Aim
Arrange the whole listing below as a numbered list, one line per item, with blank lines left out. Omit the pictures from your answer.

Material for the task
_ _ _
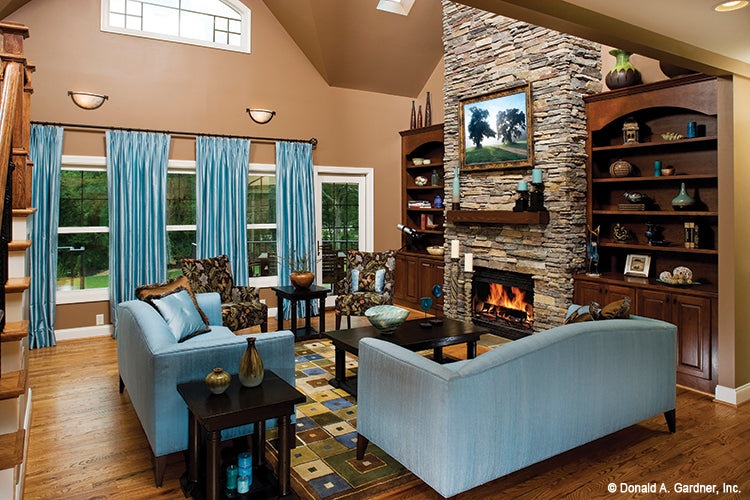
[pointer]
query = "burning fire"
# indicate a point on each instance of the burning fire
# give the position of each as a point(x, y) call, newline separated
point(500, 304)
_ _ _
Written reply
1. [pointer]
2. query = "burning fire"
3. # indicate a point on each instance of the burning fire
4. # give the position of each as a point(x, y) call, newline separated
5. point(500, 304)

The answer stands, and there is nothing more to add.